§ TEXT:
● ● ● ●

A fascinating and somewhat scary article from Jeff Masters at Weather Underground paints a very plausible picture of how climate change could trigger a confluence of weather-related impacts around the globe that, together, lead to an unprecedented shock to the global food system.  He fleshes out a report put together by Lloyd’s of London, which posited several events around the world, including an El Niño-driven drought from India through Southeast Asia to Australia (triggering a 6-20% reduction in key grain harvests), along with floods in the Mississippi basin creating a 7-27% hit on US grain, and torrential rains and landslides causing a 10% drop in Pakistan and the Himalayan lowlands.  The addition of a couple of plant-diseases in South America and western Asia add some more 10% reductions to regional harvests, with the cumulative result being a world-wide food crisis.

We’ve had hints of this in the past, as when US floods in 1993 (pictured above) caused US corn production to fall 33%, or the 60% spikes in global food priced during two Russian droughts (pictured below); the more recent one occurred in the same year as damaging floods in Canada and Pakistan, both of which also contributed.

● ● ● ●

§ WHAT YOU WILL DO:
Please answer these questions from the food-crisis text above:
(a) Who put together the report that the article fleshes out?
(b) In that scenario, how large a hit on US grain do floods in the Mississippi basin create?
(c) By how much did US corn production fall after the US floods in 1993?

§ PROVIDED INFORMATION:
● ● ● ●

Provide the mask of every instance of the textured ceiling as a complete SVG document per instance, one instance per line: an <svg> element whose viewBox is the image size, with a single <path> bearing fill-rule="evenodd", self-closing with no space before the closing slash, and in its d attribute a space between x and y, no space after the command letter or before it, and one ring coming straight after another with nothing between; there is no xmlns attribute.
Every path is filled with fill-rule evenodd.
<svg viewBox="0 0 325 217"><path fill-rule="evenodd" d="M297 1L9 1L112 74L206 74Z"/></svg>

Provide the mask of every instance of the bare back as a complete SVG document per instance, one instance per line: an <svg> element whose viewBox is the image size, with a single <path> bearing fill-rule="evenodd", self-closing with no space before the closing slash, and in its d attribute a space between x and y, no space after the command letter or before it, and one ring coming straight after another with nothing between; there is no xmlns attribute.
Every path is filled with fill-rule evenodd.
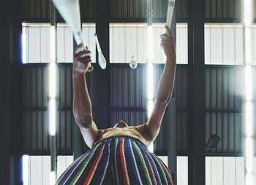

● ● ● ●

§ TASK RESULT:
(a) Lloyd's of London
(b) 7-27%
(c) 33%